Stored rows ::
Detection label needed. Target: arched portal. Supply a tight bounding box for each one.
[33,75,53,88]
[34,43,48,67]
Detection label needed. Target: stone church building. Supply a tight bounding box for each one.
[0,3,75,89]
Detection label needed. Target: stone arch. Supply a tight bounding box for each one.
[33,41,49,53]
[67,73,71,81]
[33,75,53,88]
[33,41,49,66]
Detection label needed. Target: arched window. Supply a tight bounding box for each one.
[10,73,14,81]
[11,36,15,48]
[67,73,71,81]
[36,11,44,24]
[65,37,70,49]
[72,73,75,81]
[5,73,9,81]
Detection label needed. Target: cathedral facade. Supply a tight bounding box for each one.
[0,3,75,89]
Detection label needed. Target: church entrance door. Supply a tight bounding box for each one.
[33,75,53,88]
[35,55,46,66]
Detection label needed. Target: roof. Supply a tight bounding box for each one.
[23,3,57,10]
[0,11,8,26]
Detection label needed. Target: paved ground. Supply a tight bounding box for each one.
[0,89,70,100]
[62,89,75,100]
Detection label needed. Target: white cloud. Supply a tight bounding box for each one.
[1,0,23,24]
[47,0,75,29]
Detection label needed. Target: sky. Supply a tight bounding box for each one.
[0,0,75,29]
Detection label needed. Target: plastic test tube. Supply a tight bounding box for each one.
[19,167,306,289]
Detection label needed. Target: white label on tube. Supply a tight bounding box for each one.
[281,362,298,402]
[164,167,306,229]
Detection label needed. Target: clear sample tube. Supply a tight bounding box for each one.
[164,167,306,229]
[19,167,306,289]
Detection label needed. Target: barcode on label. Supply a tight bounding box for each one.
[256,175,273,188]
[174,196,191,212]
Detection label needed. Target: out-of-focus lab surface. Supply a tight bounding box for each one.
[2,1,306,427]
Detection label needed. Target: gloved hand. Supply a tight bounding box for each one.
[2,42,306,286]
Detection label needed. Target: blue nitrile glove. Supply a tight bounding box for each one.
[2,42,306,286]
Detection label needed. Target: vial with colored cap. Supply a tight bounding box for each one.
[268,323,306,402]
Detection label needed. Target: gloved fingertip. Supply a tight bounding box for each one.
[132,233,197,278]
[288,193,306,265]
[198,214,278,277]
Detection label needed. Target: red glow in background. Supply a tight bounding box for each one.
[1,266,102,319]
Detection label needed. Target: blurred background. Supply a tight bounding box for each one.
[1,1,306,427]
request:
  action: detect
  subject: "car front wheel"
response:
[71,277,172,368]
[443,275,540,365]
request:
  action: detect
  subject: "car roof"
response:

Directive :: Rewrite the stretch of the listing from the line containing "Detection label needed. Target: sky." through the line containing "[268,323,306,402]", both included, keeping the request lines unchanged. Multiply every bounding-box coordinate in the answers by 0.45 and round to whole numbers, with halves rounded up.

Exercise output ::
Detection label needed. Target: sky. Supply a tight bounding box for each one.
[0,0,34,13]
Detection label needed. Target: plastic test tube. Supply a tight bounding box for each one.
[9,75,138,130]
Detection label needed. Target: white label on tube. Supply a tight bounding box for each one.
[126,163,134,181]
[74,75,138,103]
Detection label needed. Target: clear sample tube. Supply a tight bounding box for each one.
[74,75,138,103]
[9,75,138,130]
Detection label needed. Target: barcode on label. Supply a tight bounding box for each one.
[115,79,123,85]
[78,88,86,95]
Detection label needed. Target: out-of-focus lab surface. Supply a tight bounding box for each one.
[1,0,138,192]
Detection label needed. Target: gloved hand. Supply a tight bounding box for each one.
[1,19,138,129]
Detection label needed. Target: blue nitrile glove. Supply a tight bounding box for each one.
[1,19,138,129]
Detection label needed. Target: vial with colored cap. Supply a tight bounding box for each one.
[121,145,138,181]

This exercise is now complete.